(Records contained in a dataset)
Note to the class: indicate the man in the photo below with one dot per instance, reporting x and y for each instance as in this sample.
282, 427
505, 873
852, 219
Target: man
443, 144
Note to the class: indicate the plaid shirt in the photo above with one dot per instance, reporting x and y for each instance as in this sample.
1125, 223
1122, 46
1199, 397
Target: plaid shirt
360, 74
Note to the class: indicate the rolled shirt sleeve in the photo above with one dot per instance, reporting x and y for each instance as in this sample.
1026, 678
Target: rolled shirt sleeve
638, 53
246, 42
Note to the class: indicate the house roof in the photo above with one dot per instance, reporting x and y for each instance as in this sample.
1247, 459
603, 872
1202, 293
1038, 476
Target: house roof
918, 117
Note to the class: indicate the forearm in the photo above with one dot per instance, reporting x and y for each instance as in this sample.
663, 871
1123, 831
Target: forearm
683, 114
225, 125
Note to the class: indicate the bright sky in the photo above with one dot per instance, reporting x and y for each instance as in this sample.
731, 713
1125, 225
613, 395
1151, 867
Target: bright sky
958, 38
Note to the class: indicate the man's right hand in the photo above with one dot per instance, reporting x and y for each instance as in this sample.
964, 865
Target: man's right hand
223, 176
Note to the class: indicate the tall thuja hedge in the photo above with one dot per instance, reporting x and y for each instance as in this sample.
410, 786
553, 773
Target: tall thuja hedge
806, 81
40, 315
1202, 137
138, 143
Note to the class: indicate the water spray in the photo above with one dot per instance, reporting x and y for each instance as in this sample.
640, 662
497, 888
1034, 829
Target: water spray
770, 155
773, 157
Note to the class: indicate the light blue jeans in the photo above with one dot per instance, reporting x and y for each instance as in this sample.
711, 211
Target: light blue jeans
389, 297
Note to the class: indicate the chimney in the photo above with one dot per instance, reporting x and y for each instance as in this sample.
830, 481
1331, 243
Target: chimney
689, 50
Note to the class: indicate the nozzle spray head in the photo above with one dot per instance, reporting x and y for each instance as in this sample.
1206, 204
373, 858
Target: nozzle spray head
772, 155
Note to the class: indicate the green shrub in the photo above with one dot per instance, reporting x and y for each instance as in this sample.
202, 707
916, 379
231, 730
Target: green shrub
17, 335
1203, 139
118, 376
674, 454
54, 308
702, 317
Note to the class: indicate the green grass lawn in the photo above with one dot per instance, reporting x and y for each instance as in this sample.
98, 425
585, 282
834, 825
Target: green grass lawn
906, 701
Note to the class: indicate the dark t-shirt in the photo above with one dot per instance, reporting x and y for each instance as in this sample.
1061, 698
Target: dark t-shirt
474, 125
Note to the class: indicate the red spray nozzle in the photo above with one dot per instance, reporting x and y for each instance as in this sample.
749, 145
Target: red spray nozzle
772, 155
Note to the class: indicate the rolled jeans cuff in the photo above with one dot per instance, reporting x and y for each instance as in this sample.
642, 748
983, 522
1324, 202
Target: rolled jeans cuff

• _Goal of the exercise_
Print out every record, character for character.

• _Answer to this exercise_
Note to the class: indicate the man in the photo below with one dot per instance, reporting x and y for each instance as in this sample.
282, 427
505, 873
852, 219
Target: man
443, 144
Note to the class: indicate the plaid shirt in the photo above with one dot per instance, reporting x and y for each instance as in this sample.
1125, 223
1122, 46
1199, 397
Target: plaid shirt
360, 74
Note to the class: indicate the rolled shirt sleeve in the photo above with one dot per instance, reporting x and y for each instance as in this sample.
1026, 678
Target: rolled shirt sleeve
638, 53
246, 42
Note to the class: indicate the house roof in the photo above with one dot per instance, reporting x and y for each instance as in this sample.
1247, 459
603, 872
1202, 293
1038, 476
Target: house roof
918, 117
Note to the class: indicate the forearm in the photo above with one dot per instance, reporting x and y for each instance as in this sample.
663, 871
1123, 831
Target: forearm
683, 114
225, 125
Note to the class: indicate the bright sky in the photo above with one dot per instance, reporting x and y for each instance as in this sample.
731, 713
1125, 225
613, 395
1151, 867
Target: bright sky
958, 38
Note to the class: indicate the man's right hand in the photo above with one dot per instance, reporting x and y for each instance as in this sample.
964, 865
Target: man's right hand
223, 176
Note to the class: indicate the tall thuja hedge in the photo above with one dot per instance, reporting x and y for each instance as in this sample.
410, 786
553, 773
Target: tall thuja hedge
806, 81
40, 315
1202, 137
138, 143
Note to the class: indicate the water spray in the photo above with one dot per instance, reporting x and y for each instance as in this sample.
640, 662
497, 888
1034, 829
Target: water spray
770, 155
773, 157
Note to the class: indicate the light blue jeans in the photo above with one dot per instance, reporting x and y for each instance as in this sample.
711, 211
Target: light blue jeans
389, 297
Note to the class: indicate the chimney in the photo above with one dot per instance, reporting x and y for each instance as in this sample.
830, 481
1331, 243
Target: chimney
689, 50
Note to the class: indicate the nozzle spray head in the photo above with one dot per instance, reporting x and y for each instance as in this sample.
1206, 204
373, 858
Target: nozzle spray head
772, 155
Note to the class: indicate the green shrub in the photo above with one dot per instance, reporting x and y for each instance as in this sample.
202, 707
916, 379
231, 730
Target: green shrub
17, 335
1203, 139
118, 376
674, 454
54, 308
702, 317
Note to the class: indicate the green grass lawn in the photo above with one dot per instance, reporting x and y for each instance as in this sample.
98, 425
585, 282
834, 825
Target: green grass lawn
906, 701
Note to the class: indicate the dark t-shirt in the photo above with one dot per instance, reporting x and y for each instance as in this sample.
1061, 698
Target: dark t-shirt
474, 125
Note to the class: indicate the red spray nozzle in the photo above with one dot per instance, reporting x and y for each instance as in this sample.
749, 145
Target: red spray nozzle
772, 155
Note to the class: indicate the rolled jeans cuff in the photo above with one dot per instance, reporting x and y for each instance as in this sample.
642, 748
983, 522
1324, 202
Target: rolled jeans cuff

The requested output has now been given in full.